• _Material supplied_
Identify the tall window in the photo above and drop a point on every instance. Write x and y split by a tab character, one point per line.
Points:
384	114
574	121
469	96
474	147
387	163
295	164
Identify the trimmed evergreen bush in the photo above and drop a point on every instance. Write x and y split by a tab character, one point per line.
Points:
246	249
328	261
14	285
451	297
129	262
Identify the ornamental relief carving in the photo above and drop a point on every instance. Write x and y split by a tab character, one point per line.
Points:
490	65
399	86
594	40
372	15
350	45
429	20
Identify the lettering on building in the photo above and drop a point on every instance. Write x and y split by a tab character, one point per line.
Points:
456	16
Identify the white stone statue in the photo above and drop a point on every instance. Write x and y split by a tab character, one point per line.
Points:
---
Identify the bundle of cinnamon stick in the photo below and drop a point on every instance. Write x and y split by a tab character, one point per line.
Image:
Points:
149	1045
==
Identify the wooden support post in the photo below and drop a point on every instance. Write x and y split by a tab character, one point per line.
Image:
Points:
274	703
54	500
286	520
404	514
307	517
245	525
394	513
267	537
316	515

• _Your task_
Count up the lines containing "below" in the listing above, then write that number and stop.

• _Output of the exercise_
2